**Written instruction:**
Extract the lines beginning at the one that holds "glass window pane" and ending at the final line of the material below, keeping them exact and leaving out all pictures.

((

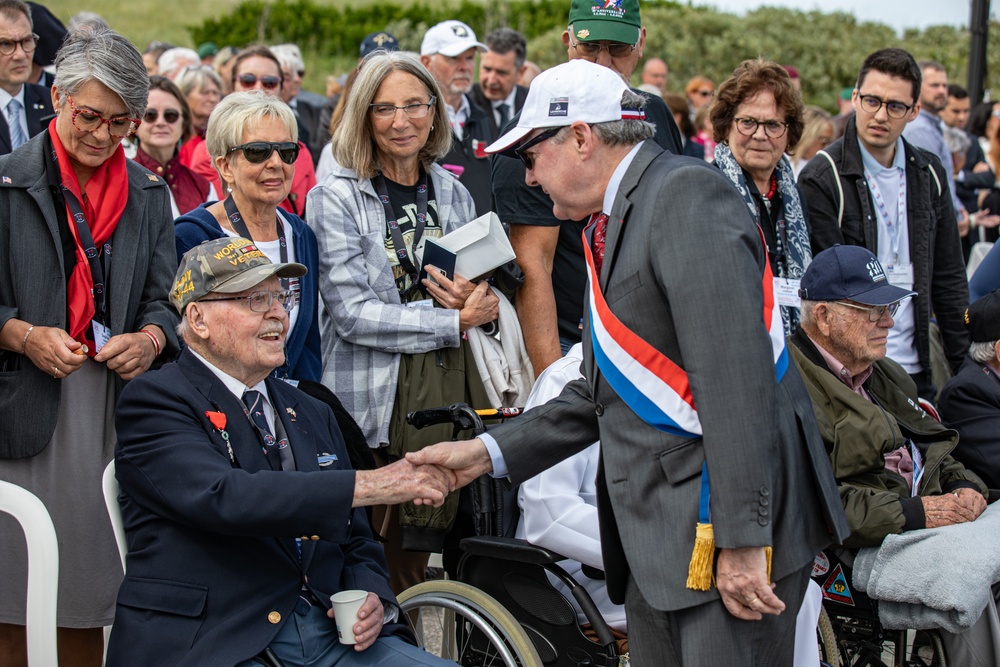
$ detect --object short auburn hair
[710,58,805,150]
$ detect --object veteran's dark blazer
[0,130,177,459]
[107,350,405,667]
[490,141,848,616]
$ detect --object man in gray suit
[407,60,847,667]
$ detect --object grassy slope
[41,0,240,51]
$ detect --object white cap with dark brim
[486,60,645,153]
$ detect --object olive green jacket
[788,330,986,548]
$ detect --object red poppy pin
[205,410,226,431]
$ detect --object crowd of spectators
[0,0,1000,667]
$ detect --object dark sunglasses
[229,141,299,164]
[236,74,281,90]
[142,109,181,125]
[514,127,562,169]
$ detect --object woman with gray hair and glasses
[0,28,177,667]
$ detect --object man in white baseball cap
[407,59,848,667]
[420,21,496,214]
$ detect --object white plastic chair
[101,459,128,572]
[101,459,128,658]
[0,481,59,667]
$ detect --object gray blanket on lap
[853,503,1000,632]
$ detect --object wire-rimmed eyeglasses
[199,290,298,313]
[831,301,899,322]
[368,95,437,118]
[858,93,913,120]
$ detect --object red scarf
[49,118,128,356]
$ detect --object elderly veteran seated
[938,290,1000,489]
[788,245,1000,665]
[107,237,455,667]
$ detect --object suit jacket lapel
[265,378,319,570]
[600,140,663,291]
[24,84,47,138]
[21,140,65,272]
[177,349,271,472]
[0,108,13,155]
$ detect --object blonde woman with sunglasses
[174,91,322,381]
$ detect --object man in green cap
[493,0,684,375]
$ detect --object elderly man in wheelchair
[788,246,1000,666]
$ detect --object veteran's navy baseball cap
[799,245,917,306]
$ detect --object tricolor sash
[583,216,788,438]
[583,215,788,591]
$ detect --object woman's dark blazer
[0,130,178,459]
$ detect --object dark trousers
[625,563,812,667]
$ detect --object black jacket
[469,83,528,141]
[438,95,493,215]
[799,123,969,373]
[938,357,1000,489]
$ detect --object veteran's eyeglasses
[199,290,298,313]
[831,301,899,322]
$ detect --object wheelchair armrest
[459,536,566,565]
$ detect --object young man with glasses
[0,0,54,155]
[798,48,969,400]
[788,243,1000,667]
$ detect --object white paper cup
[330,591,368,644]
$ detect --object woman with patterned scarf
[710,58,812,334]
[0,28,177,667]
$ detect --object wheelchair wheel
[399,581,542,667]
[816,607,841,667]
[817,628,948,667]
[882,630,948,667]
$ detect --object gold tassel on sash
[687,523,715,591]
[686,523,772,591]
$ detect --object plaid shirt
[306,163,476,447]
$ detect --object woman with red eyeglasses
[0,24,177,667]
[133,75,219,218]
[188,45,316,218]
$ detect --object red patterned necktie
[591,213,608,277]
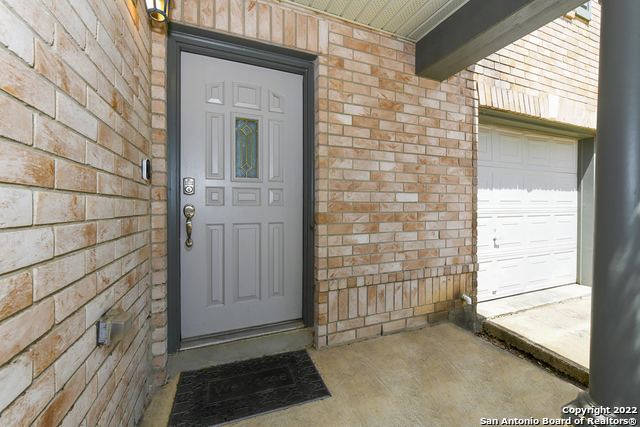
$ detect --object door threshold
[178,320,304,351]
[167,321,313,376]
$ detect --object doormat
[169,350,331,427]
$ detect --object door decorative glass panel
[235,117,259,178]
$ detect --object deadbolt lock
[182,178,196,196]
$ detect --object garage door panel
[554,213,578,245]
[493,256,524,294]
[553,249,578,285]
[523,253,553,289]
[553,175,578,206]
[526,214,553,246]
[524,137,551,169]
[492,215,526,251]
[551,141,578,173]
[492,172,527,208]
[477,127,578,301]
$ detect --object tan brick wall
[151,0,477,383]
[470,1,601,129]
[0,0,151,427]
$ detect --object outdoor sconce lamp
[144,0,171,22]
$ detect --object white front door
[478,126,578,301]
[180,52,303,339]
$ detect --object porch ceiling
[282,0,585,80]
[289,0,469,41]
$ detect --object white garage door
[478,126,578,301]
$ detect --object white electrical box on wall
[142,159,151,181]
[97,308,133,346]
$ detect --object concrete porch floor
[478,285,591,382]
[139,323,580,427]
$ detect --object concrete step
[482,319,589,387]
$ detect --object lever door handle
[182,203,196,248]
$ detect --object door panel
[180,53,303,339]
[477,126,578,301]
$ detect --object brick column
[573,0,640,420]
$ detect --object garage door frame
[475,108,596,298]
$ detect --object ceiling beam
[416,0,586,81]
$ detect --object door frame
[166,23,317,353]
[474,107,596,300]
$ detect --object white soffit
[286,0,469,41]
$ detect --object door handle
[182,203,196,248]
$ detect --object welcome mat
[169,350,331,427]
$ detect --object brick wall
[470,1,601,129]
[151,0,476,383]
[0,0,151,427]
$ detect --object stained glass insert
[235,118,258,178]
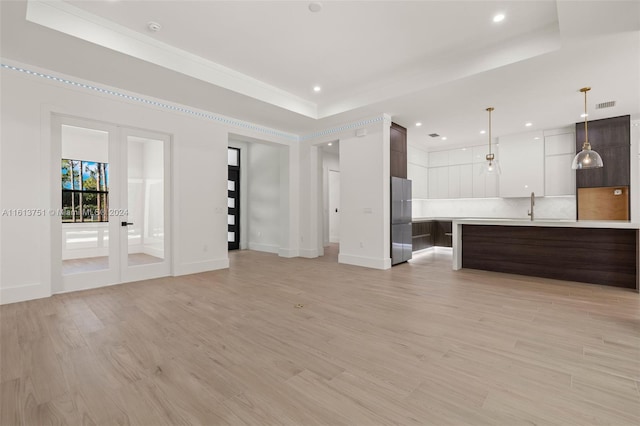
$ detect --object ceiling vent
[596,101,616,109]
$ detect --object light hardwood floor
[0,248,640,426]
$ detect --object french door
[52,116,171,292]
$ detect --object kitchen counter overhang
[452,219,640,290]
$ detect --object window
[61,159,109,222]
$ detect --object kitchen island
[452,219,640,291]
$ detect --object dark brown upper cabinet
[391,123,407,179]
[576,115,631,188]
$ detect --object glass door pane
[59,124,111,276]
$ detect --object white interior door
[120,129,171,282]
[329,170,340,243]
[57,116,171,292]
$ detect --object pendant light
[571,87,604,169]
[480,107,500,175]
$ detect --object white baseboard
[249,242,280,254]
[338,253,391,269]
[299,249,324,259]
[278,248,300,258]
[142,247,164,259]
[0,284,51,305]
[173,257,229,277]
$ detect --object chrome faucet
[527,192,536,222]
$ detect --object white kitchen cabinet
[498,131,545,198]
[460,164,473,198]
[449,166,460,198]
[472,143,488,163]
[429,166,449,199]
[544,132,576,195]
[449,148,473,166]
[407,163,429,199]
[472,162,498,198]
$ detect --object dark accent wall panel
[390,123,407,179]
[576,115,631,188]
[462,225,638,289]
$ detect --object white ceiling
[1,0,640,148]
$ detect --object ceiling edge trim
[26,0,318,119]
[300,114,389,142]
[0,63,300,142]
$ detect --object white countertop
[453,218,640,229]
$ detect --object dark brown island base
[453,219,640,291]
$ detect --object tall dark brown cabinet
[576,115,631,188]
[576,115,631,220]
[391,123,407,179]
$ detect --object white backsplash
[412,195,576,220]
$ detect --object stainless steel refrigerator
[391,177,413,265]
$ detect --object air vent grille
[596,101,616,109]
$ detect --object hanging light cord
[487,107,494,164]
[580,87,591,149]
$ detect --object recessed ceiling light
[147,21,162,33]
[309,1,322,13]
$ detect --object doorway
[227,148,240,250]
[53,116,171,291]
[329,170,340,243]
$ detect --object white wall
[338,117,391,269]
[0,64,299,303]
[412,195,576,220]
[632,120,640,223]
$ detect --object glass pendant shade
[571,147,604,170]
[480,159,501,176]
[571,87,604,170]
[480,107,501,176]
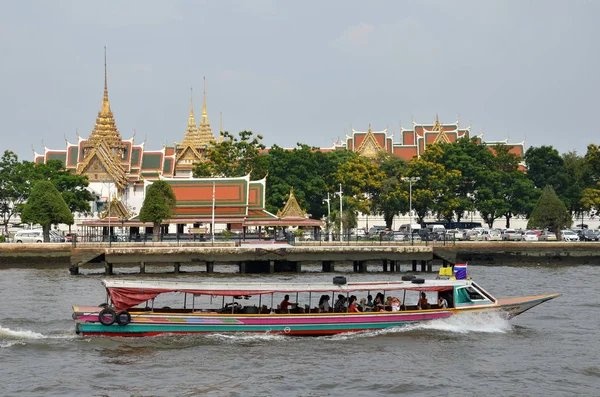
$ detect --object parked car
[382,232,408,241]
[465,227,485,241]
[446,229,466,241]
[579,229,600,241]
[538,230,556,241]
[502,229,523,241]
[369,226,387,238]
[13,230,44,243]
[523,230,538,241]
[560,230,579,241]
[481,229,502,241]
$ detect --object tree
[525,146,569,199]
[21,181,73,242]
[404,144,462,223]
[262,144,328,219]
[194,131,267,178]
[371,153,409,229]
[139,181,177,241]
[36,160,94,231]
[527,185,573,239]
[337,156,385,223]
[438,138,495,221]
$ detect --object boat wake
[204,332,289,343]
[0,325,76,348]
[407,311,512,334]
[324,311,513,340]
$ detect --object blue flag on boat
[454,263,467,280]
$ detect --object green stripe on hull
[77,321,409,334]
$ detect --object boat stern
[497,294,561,318]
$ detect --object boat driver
[279,295,298,312]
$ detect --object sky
[0,0,600,160]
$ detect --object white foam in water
[0,325,46,340]
[415,311,512,334]
[324,311,512,340]
[205,332,287,342]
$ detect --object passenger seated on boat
[333,294,347,313]
[417,292,430,310]
[319,295,331,313]
[438,296,448,309]
[348,295,360,313]
[373,293,384,312]
[358,298,367,312]
[365,295,373,312]
[279,295,298,313]
[384,296,392,312]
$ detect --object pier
[69,244,448,275]
[0,242,600,274]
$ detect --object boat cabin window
[456,286,488,303]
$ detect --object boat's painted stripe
[77,321,409,336]
[124,311,452,325]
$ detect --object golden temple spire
[219,112,223,142]
[180,87,202,148]
[201,76,208,124]
[102,46,110,113]
[188,87,196,126]
[198,76,215,146]
[83,47,125,151]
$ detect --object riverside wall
[0,242,600,268]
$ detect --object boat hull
[73,294,559,336]
[76,310,453,336]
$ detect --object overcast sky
[0,0,600,160]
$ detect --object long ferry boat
[73,276,559,336]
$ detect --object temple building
[34,53,290,233]
[333,116,525,161]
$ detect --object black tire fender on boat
[117,310,131,326]
[98,307,117,325]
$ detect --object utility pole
[323,192,331,241]
[210,179,216,244]
[336,183,344,241]
[400,176,421,239]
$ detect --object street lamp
[323,192,331,241]
[335,183,344,241]
[400,176,421,237]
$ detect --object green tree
[438,138,495,221]
[0,150,29,235]
[404,144,463,223]
[194,131,268,178]
[527,185,573,239]
[21,181,73,242]
[139,180,177,241]
[35,160,94,231]
[263,144,327,219]
[371,153,409,229]
[337,156,385,224]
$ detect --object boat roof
[102,279,471,310]
[102,279,471,296]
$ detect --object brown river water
[0,265,600,396]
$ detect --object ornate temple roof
[176,89,204,162]
[83,47,124,149]
[277,187,306,220]
[356,124,387,158]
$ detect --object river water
[0,266,600,396]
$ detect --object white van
[398,223,421,233]
[13,230,44,243]
[427,225,446,235]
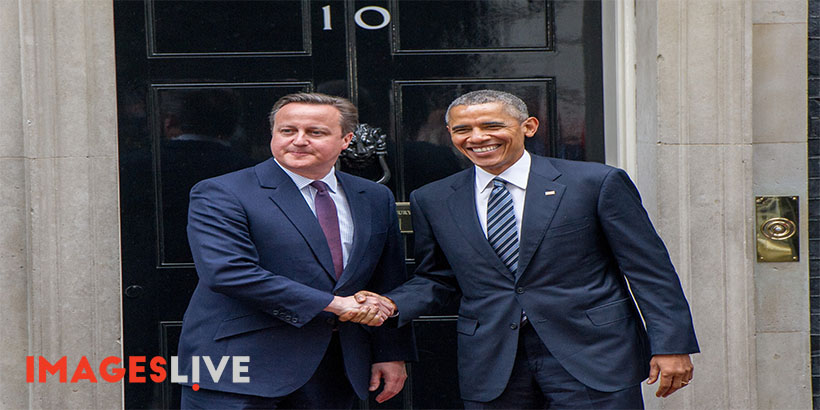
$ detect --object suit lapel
[447,167,515,280]
[336,172,372,288]
[255,159,336,280]
[516,155,566,278]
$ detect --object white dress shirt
[475,151,532,243]
[274,159,356,267]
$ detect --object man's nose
[293,131,308,145]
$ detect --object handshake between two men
[325,290,396,326]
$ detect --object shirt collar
[475,150,532,192]
[273,158,339,193]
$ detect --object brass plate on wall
[396,202,413,233]
[755,196,800,262]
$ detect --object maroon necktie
[310,181,344,279]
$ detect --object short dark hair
[269,93,359,135]
[444,90,530,124]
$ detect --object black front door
[114,0,604,408]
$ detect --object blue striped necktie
[487,178,518,273]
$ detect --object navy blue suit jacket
[179,159,416,398]
[387,155,698,401]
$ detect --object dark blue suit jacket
[387,155,698,401]
[179,159,415,398]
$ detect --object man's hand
[370,362,407,403]
[353,290,396,317]
[324,296,390,326]
[647,354,695,397]
[339,290,396,326]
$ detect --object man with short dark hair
[179,93,415,409]
[357,90,698,409]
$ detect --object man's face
[447,102,538,175]
[270,103,353,179]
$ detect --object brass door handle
[755,196,800,262]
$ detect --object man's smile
[470,144,501,153]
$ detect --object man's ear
[342,132,353,151]
[521,117,538,138]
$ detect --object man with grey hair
[178,93,416,409]
[356,90,698,409]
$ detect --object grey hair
[269,93,359,135]
[444,90,530,124]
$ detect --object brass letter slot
[396,202,413,233]
[755,196,800,262]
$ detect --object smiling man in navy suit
[178,93,416,409]
[358,90,698,409]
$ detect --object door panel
[114,0,604,408]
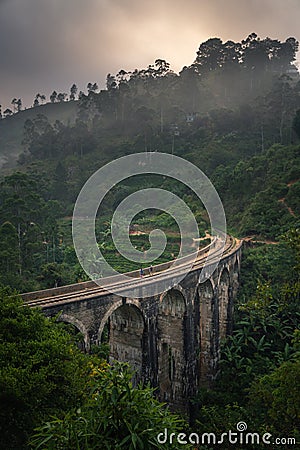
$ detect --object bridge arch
[218,267,231,339]
[57,313,90,352]
[98,299,146,384]
[198,280,217,381]
[157,288,187,406]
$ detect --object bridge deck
[22,235,242,308]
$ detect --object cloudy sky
[0,0,300,107]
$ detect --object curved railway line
[22,235,241,308]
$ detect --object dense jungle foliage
[0,33,300,450]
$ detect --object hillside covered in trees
[0,33,300,450]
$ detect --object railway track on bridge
[22,235,241,308]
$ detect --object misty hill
[0,101,77,167]
[0,34,300,258]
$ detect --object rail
[21,235,241,308]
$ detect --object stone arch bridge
[22,236,242,410]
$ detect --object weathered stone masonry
[38,246,241,409]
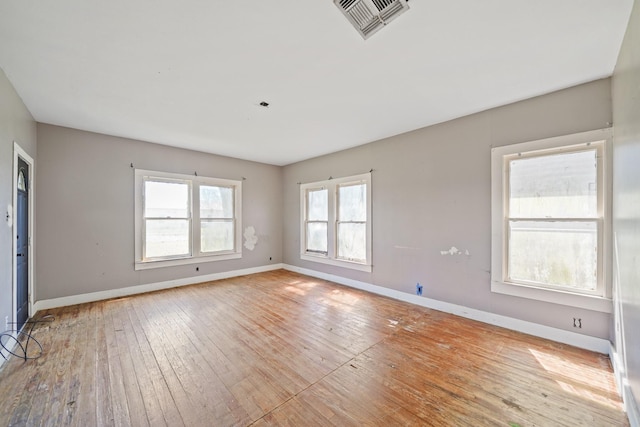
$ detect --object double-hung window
[491,130,611,311]
[300,173,371,271]
[135,170,242,270]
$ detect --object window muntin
[135,170,242,269]
[305,188,329,255]
[491,129,611,312]
[300,173,371,271]
[505,145,602,293]
[337,182,367,262]
[143,177,191,259]
[200,185,235,253]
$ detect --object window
[135,170,242,270]
[491,130,611,312]
[300,173,371,271]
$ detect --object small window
[18,168,27,191]
[300,174,371,271]
[135,170,242,269]
[305,188,329,255]
[491,131,610,311]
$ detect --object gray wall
[283,79,612,339]
[36,124,282,300]
[0,69,37,331]
[612,2,640,418]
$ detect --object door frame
[11,141,36,332]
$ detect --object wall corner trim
[34,264,285,312]
[283,264,611,354]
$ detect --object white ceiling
[0,0,633,165]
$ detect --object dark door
[16,158,29,330]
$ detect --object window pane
[200,185,233,218]
[307,189,329,221]
[200,221,235,252]
[508,221,598,291]
[338,184,367,221]
[509,150,598,218]
[307,222,327,254]
[145,219,191,258]
[338,223,367,261]
[144,181,189,218]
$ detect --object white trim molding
[11,141,36,330]
[284,264,610,354]
[35,264,284,311]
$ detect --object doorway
[13,144,34,330]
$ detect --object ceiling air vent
[333,0,409,39]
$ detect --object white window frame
[135,169,242,270]
[300,173,372,272]
[491,128,612,313]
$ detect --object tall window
[135,170,241,269]
[300,173,371,271]
[492,131,610,311]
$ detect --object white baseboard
[283,264,610,354]
[0,331,18,369]
[609,343,625,396]
[33,264,284,313]
[622,381,640,427]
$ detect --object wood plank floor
[0,270,628,427]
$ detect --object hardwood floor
[0,270,628,427]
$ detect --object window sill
[134,252,242,271]
[491,281,612,313]
[300,254,371,273]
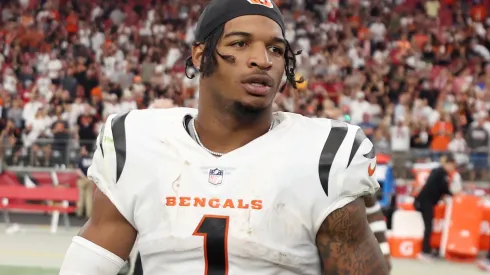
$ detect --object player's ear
[192,44,204,71]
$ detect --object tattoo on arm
[316,198,389,275]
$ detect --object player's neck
[195,108,272,153]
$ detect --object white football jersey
[88,108,379,275]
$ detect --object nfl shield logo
[208,168,223,185]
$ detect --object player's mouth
[242,74,273,96]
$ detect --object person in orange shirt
[430,112,454,160]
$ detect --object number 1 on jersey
[192,215,229,275]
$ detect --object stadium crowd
[0,0,490,179]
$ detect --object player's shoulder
[111,107,197,125]
[104,108,197,133]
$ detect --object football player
[60,0,389,275]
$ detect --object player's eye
[269,46,284,55]
[231,41,247,48]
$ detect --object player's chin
[237,97,273,113]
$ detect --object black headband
[195,0,285,42]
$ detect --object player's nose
[248,47,272,71]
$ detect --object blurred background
[0,0,490,275]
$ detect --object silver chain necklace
[191,118,274,157]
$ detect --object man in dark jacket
[414,155,456,260]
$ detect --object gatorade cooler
[388,210,424,258]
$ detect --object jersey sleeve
[315,125,379,231]
[87,113,135,227]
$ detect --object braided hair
[185,24,305,92]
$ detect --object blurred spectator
[466,113,490,180]
[390,118,410,178]
[0,0,490,184]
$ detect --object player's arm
[59,113,137,275]
[316,198,389,275]
[316,123,389,275]
[364,195,391,270]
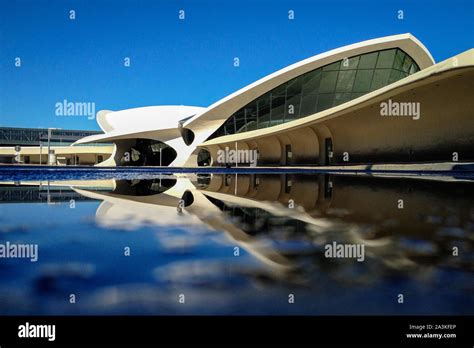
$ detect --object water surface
[0,171,474,315]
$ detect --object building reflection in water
[0,174,474,314]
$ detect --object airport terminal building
[69,34,474,167]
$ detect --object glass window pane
[286,76,303,98]
[402,55,413,73]
[285,94,301,122]
[256,94,270,128]
[351,93,366,100]
[303,69,321,95]
[300,94,317,117]
[336,70,356,92]
[225,116,235,135]
[377,49,396,69]
[388,69,402,83]
[352,70,374,92]
[234,110,246,133]
[319,71,338,93]
[270,95,285,125]
[323,61,341,71]
[271,83,286,96]
[393,50,405,70]
[358,52,378,69]
[370,69,392,91]
[334,93,351,106]
[341,56,360,70]
[316,93,334,112]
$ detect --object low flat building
[0,127,113,165]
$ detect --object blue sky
[0,0,474,129]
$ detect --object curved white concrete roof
[185,33,435,131]
[74,34,434,155]
[74,105,205,144]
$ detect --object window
[359,52,379,69]
[377,50,396,69]
[353,70,374,92]
[370,69,392,91]
[336,70,356,92]
[209,48,420,139]
[319,71,338,93]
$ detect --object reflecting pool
[0,173,474,315]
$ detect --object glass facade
[209,48,420,139]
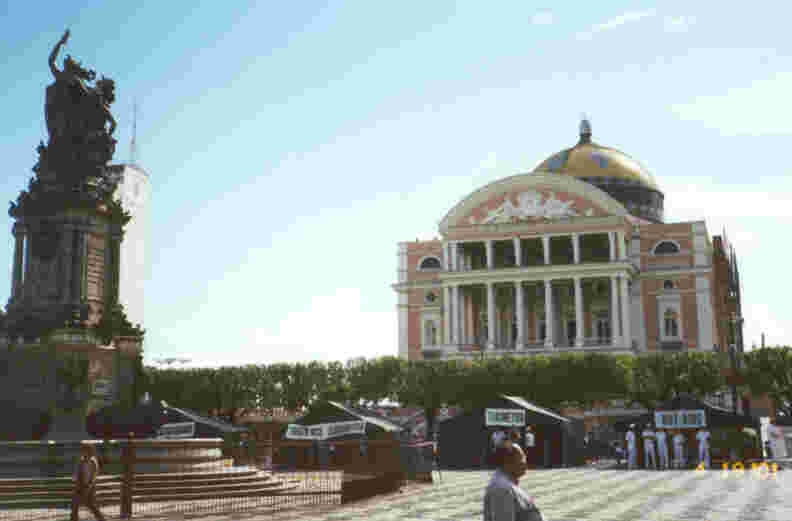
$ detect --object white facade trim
[656,292,689,342]
[439,173,628,233]
[398,291,410,360]
[696,276,715,351]
[651,238,689,257]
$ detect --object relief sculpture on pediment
[470,190,594,224]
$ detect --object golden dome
[534,119,660,192]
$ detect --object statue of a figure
[44,29,116,147]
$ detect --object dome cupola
[534,119,663,222]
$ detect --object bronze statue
[44,29,116,148]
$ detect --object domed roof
[534,119,660,192]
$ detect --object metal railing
[0,439,426,521]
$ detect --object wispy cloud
[531,11,555,25]
[663,16,696,33]
[578,9,657,40]
[670,73,792,136]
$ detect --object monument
[0,30,144,441]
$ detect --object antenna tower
[129,101,137,165]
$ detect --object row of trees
[144,347,792,430]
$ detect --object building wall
[114,165,151,332]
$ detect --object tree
[740,346,792,417]
[627,354,673,412]
[666,351,725,396]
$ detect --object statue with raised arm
[44,29,116,171]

))

**Expected answer:**
$ detect --object glass window pane
[286,76,303,98]
[402,55,413,73]
[285,94,301,122]
[256,94,270,128]
[351,93,366,100]
[303,69,321,95]
[300,94,317,117]
[336,70,356,92]
[225,116,235,135]
[377,49,396,69]
[388,69,402,83]
[352,70,374,92]
[234,110,246,133]
[319,71,338,93]
[270,95,285,125]
[323,61,341,71]
[271,83,286,96]
[393,50,405,70]
[358,52,378,69]
[370,69,392,91]
[334,93,351,106]
[341,56,360,70]
[316,93,334,112]
$ detect --object low flat building
[0,127,113,165]
$ detect --object blue sky
[0,0,474,129]
$ detect --object curved white concrete roof
[185,33,435,131]
[74,34,434,155]
[74,105,205,144]
$ detect --object window
[359,52,379,69]
[377,50,396,69]
[353,70,374,92]
[370,69,392,91]
[336,70,356,92]
[209,48,420,139]
[319,71,338,93]
$ detect --object reflecting pool
[0,173,474,315]
$ detect --object glass facade
[209,48,420,139]
$ detect --object white facade trim
[656,292,689,342]
[439,173,628,233]
[398,291,410,360]
[696,276,715,351]
[651,238,689,257]
$ detect --object relief sculpture on pediment
[470,190,594,224]
$ detect --object golden dome
[534,119,660,192]
$ detect --object statue of a figure
[44,29,116,147]
$ detect --object dome cupola
[534,119,663,222]
$ detect --object bronze statue
[44,29,116,148]
$ detect --object domed roof
[534,119,660,192]
$ detect --object metal railing
[0,439,426,521]
$ detect --object wispy cloud
[531,11,555,25]
[663,16,696,33]
[578,9,657,40]
[670,73,792,136]
$ detect --object monument
[0,30,144,441]
$ detect --object antenna tower
[129,101,137,165]
$ detect --object row of trees
[144,347,792,430]
$ detect --object building wall
[114,165,151,332]
$ detect --object tree
[740,346,792,417]
[627,354,673,412]
[666,351,725,396]
$ detect --object statue with raised arm
[44,29,116,171]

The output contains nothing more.